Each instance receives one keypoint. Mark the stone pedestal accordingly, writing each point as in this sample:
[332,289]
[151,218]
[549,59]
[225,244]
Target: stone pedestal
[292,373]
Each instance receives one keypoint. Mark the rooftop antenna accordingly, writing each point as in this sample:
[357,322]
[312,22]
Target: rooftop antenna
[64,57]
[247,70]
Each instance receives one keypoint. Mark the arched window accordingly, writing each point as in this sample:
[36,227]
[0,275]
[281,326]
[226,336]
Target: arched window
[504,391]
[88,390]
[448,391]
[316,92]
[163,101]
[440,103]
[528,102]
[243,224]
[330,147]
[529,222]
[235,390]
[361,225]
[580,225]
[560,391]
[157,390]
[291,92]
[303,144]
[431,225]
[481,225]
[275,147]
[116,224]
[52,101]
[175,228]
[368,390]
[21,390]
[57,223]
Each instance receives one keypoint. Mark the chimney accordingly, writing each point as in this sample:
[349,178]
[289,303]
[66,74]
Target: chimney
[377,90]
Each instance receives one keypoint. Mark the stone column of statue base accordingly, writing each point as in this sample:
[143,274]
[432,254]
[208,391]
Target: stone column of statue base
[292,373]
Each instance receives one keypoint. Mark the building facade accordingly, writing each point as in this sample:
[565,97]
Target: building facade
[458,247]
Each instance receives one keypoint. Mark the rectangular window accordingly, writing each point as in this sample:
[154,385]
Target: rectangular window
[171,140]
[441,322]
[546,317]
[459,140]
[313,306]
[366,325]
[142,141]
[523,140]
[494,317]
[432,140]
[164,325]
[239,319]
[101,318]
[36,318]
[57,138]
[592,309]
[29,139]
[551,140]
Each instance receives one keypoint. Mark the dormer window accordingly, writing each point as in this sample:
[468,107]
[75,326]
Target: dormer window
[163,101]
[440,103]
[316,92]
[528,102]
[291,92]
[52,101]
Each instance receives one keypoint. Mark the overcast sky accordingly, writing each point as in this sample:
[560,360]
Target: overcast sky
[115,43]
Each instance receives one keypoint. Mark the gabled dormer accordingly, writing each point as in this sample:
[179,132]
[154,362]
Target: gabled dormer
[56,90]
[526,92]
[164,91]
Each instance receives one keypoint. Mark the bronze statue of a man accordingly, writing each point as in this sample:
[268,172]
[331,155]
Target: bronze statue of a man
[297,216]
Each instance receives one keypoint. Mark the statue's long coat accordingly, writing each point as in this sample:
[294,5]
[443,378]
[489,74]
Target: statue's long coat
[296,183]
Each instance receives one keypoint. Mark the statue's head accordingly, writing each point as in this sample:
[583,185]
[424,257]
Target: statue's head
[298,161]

:::

Task
Write the listing out again, matching every line exactly.

Solution for this exercise
Each instance receives one keypoint. Mark the stone pedestal accordingly, writing each point as in this sample:
[332,289]
[151,218]
[549,59]
[225,244]
Target: stone pedestal
[292,373]
Each instance receives one keypoint. Mark the rooftop antenna accordingly, writing each point as in this sample:
[357,322]
[312,22]
Target: rooftop antenna
[64,57]
[247,70]
Each instance receives one keypoint. Mark the arched window accordingly, writing each point as in this sample:
[36,227]
[0,275]
[281,326]
[226,336]
Target: arched window
[504,391]
[88,390]
[448,391]
[316,92]
[163,101]
[440,103]
[528,102]
[243,224]
[330,147]
[529,222]
[235,390]
[361,225]
[580,225]
[560,391]
[157,390]
[291,92]
[303,144]
[431,225]
[481,225]
[275,147]
[116,224]
[52,101]
[175,228]
[368,390]
[21,390]
[57,223]
Each instance receives one keypoint. Mark the chimney accordingly, writing each point as in this sample:
[349,178]
[289,303]
[66,74]
Target: chimney
[377,90]
Each instance receives one keypoint. Mark the stone column of statue base accordingly, writing each point as in this sample:
[143,274]
[432,254]
[208,391]
Target: stone column of statue base
[292,373]
Each instance receives one keypoint. Mark the building facade accordingly, writing each point as in this sample:
[565,97]
Target: building facade
[458,247]
Each instance receives one keypoint. Mark the rectangular window accordingly, writing each point as in this sample:
[154,385]
Target: rectangular window
[171,140]
[441,322]
[546,317]
[459,140]
[313,306]
[366,325]
[142,141]
[523,140]
[494,317]
[432,140]
[164,325]
[239,319]
[101,318]
[36,318]
[57,138]
[592,309]
[29,139]
[551,140]
Each instance receives one keypoint. Mark the dormer window accordingly, writing each point as in this sample:
[468,107]
[75,326]
Target: dormer window
[163,101]
[440,103]
[316,92]
[528,102]
[291,92]
[52,101]
Each instance receives one keypoint. Mark the overcast sky accordingly, writing each point as in this sample:
[560,360]
Target: overcast sky
[115,43]
Each instance receives one keypoint. Mark the gabled dormer accordingly, writing each point as in this sample:
[179,132]
[154,362]
Target: gabled dormer
[56,90]
[526,92]
[164,91]
Each instance receives one keypoint. Mark the bronze statue of a man accordingly, writing each point as in this sample:
[268,172]
[331,155]
Target: bronze statue of a man
[297,216]
Each instance receives one keypoint. Mark the statue's long coat accordingly, writing each point as in this sample:
[294,5]
[443,378]
[489,74]
Target: statue's long coat
[296,183]
Each instance receives one keypoint. Mark the statue's head accordingly, writing each point as in this sample:
[583,185]
[424,257]
Target: statue's head
[298,161]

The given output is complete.